§ Makale:
Joe Biden’ın seçimleri kazanmasıyla gözler ekibine çevrildi. Washington’da iktidar değişikliğinin Ankara açısından en önemli farkı ABD’yle diyalogun daha sağlıklı işleyip işlemeyeceği olacaktır. Uluslararası ilişkilerde iletişim, en az çıkarlar, jeopolitik kadar önemli. Daha sağlıklı bir iletişim, sorunların her zaman çözümünü sağlamasa da ilişkilere vereceği zararı aza indirebilir. Dolayısıyla Biden’ın kendisi kadar birlikte çalışacağı ekip de önemli. Biden ve ekibine baktığımızda bu süreci kolaylaştıracak kadar zorlaştıracak isimler de var.
Her şeyden önce Biden gibi Türkiye’yi uzun yıllardır tanıyan ve Türkiye’nin stratejik öneminin farkında olan deneyimli bir siyasetçinin başkan seçilmesi olumlu bir faktör. 78 yaşındaki Biden’ın Türkiye’yle geçmişi 70’li yıllara kadar gidiyor.
Biden dört yıl öncesine kadar başkan yardımcısı sıfatıyla Cumhurbaşkanı Recep Tayip Erdoğan’la pek çok kez görüşmüş; Cumhurbaşkanının geçenlerde kullandığı ifadeyle “kiminle dans ettiğini” bilen bir lider. Erdoğan’ın her aradığında Trump’la konuşabilmesinden duyduğu memnuniyeti ve doğrudan temas kurulup muhatap alınmak konusuna atfettiği önemin bilinciyle Cumhurbaşkanıyla doğrudan diyaloga geçmeyi tercih edecektir.
Ergen muhabbetinden yetişkin konuşmasına
Ancak Biden “kurumsal Amerika” sözüyle geliyor. Yani ABD’de kurumların yeniden devreye gireceği bir dönem başlayacak.

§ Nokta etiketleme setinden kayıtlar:

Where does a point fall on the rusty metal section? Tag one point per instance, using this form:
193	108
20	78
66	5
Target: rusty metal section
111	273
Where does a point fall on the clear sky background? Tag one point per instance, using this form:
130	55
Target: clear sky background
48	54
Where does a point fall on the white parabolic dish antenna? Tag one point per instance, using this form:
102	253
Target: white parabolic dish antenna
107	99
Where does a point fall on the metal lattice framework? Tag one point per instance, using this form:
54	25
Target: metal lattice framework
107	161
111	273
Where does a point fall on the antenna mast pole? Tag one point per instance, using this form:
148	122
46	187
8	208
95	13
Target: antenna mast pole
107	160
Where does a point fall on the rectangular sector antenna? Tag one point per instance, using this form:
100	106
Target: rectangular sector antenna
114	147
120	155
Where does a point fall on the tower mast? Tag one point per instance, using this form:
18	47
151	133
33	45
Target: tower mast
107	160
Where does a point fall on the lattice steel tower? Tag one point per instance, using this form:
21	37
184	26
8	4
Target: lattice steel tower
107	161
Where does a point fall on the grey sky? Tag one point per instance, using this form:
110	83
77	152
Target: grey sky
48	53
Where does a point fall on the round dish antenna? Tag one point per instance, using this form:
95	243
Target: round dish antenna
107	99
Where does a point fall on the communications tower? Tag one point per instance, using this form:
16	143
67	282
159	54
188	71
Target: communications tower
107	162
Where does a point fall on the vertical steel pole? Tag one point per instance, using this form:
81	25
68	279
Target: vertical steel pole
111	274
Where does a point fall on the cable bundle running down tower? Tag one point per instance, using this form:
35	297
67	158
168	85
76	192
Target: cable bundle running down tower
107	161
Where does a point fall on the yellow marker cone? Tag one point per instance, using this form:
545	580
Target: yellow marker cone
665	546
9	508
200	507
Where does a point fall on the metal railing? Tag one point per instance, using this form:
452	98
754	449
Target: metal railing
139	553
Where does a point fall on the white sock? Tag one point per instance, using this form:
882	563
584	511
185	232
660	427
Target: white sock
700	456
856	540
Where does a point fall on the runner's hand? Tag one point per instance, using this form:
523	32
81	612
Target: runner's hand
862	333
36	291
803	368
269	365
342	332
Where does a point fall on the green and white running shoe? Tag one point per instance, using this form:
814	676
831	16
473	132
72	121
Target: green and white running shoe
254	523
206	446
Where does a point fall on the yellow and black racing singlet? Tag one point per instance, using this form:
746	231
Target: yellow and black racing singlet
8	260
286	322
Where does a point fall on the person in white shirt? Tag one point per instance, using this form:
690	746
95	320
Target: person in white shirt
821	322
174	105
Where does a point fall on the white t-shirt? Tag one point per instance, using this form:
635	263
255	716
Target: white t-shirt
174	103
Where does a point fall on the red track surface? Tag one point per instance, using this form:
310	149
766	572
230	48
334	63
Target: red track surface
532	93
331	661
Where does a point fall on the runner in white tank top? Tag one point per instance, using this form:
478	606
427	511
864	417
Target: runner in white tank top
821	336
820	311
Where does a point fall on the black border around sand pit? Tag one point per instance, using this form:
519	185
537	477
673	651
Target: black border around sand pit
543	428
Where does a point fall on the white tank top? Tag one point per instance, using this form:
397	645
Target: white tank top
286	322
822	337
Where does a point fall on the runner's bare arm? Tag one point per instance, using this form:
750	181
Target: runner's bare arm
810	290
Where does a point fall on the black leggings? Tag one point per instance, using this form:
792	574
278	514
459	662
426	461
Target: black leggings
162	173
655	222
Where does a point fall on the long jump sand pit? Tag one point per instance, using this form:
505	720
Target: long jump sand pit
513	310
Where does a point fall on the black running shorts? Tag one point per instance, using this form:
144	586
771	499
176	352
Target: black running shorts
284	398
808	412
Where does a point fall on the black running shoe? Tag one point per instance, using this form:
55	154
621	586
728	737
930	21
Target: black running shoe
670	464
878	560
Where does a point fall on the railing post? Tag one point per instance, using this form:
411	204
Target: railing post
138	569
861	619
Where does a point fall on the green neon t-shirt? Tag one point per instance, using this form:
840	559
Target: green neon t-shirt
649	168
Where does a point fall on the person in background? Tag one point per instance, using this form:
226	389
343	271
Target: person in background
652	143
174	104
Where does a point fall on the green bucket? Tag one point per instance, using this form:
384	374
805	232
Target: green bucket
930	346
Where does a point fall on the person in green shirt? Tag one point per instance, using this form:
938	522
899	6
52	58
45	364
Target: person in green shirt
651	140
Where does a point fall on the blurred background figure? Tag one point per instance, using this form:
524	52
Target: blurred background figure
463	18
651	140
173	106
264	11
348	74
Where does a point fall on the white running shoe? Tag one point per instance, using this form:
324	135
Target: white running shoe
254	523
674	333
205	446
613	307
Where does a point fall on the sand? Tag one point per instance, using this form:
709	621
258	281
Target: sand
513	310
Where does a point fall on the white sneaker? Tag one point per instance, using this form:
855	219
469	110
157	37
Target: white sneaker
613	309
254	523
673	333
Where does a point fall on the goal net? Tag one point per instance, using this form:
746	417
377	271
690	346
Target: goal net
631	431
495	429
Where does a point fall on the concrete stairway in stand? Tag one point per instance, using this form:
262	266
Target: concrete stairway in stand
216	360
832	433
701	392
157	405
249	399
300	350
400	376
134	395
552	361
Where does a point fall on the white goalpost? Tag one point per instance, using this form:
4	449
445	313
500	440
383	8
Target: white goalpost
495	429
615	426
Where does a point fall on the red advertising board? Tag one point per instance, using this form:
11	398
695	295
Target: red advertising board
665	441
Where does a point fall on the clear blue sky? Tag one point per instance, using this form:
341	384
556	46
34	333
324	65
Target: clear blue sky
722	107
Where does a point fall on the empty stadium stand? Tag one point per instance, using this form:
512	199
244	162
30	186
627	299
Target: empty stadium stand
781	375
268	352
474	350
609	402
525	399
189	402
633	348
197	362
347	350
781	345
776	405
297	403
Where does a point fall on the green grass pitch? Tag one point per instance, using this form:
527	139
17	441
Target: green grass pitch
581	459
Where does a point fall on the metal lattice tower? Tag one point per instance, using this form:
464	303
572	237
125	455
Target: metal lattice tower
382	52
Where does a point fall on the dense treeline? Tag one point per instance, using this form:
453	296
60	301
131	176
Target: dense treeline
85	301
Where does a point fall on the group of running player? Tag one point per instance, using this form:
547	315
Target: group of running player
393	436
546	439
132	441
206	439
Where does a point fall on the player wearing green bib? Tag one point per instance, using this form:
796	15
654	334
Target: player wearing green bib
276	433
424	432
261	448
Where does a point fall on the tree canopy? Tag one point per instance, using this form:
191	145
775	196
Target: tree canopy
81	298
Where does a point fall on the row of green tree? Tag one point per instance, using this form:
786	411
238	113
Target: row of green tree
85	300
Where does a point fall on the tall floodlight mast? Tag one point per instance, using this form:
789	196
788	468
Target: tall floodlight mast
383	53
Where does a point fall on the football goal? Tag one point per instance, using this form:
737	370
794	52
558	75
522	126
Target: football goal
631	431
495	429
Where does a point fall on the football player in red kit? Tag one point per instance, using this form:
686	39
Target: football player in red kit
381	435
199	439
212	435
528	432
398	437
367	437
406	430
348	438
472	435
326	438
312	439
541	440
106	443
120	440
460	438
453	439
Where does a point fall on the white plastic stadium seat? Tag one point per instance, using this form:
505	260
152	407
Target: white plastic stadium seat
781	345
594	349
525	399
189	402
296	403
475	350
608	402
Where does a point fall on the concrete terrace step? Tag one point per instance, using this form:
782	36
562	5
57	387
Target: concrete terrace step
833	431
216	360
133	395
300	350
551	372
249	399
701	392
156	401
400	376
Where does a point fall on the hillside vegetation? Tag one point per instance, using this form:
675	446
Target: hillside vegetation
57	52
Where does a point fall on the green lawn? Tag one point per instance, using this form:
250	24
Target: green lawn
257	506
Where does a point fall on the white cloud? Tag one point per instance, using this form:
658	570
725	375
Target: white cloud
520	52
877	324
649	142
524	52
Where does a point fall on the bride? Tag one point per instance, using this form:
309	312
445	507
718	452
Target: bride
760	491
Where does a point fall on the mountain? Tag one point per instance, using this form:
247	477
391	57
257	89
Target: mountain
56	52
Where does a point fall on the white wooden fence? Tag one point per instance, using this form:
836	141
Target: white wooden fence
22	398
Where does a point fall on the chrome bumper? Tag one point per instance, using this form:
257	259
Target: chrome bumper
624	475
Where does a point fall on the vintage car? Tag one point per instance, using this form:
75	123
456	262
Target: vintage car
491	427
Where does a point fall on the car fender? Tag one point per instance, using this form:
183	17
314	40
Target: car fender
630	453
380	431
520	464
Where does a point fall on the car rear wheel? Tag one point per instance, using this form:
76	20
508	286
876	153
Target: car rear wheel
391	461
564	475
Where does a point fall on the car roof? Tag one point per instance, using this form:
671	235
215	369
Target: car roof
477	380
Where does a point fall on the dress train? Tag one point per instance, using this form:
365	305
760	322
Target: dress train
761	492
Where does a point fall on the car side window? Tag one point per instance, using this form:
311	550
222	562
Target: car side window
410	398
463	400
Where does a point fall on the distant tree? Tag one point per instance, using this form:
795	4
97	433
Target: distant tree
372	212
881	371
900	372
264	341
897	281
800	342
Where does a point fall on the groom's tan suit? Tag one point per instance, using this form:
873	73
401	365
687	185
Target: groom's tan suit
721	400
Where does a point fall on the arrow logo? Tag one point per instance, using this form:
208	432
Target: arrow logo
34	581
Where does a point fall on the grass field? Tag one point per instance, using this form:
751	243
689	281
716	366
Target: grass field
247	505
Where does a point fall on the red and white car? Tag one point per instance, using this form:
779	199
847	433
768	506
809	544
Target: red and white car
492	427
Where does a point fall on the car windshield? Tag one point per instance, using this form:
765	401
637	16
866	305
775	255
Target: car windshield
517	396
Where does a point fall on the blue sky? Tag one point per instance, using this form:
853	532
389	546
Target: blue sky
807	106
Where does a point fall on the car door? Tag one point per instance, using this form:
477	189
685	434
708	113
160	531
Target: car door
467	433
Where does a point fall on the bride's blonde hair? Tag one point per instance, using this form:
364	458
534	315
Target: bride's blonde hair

§ Yönerge:
Makaleye göre Biden'ın Türkiye'yle geçmişi hangi yıllara kadar gidiyor?

§ Alıştırma Cevabı:
70'li yıllara kadar.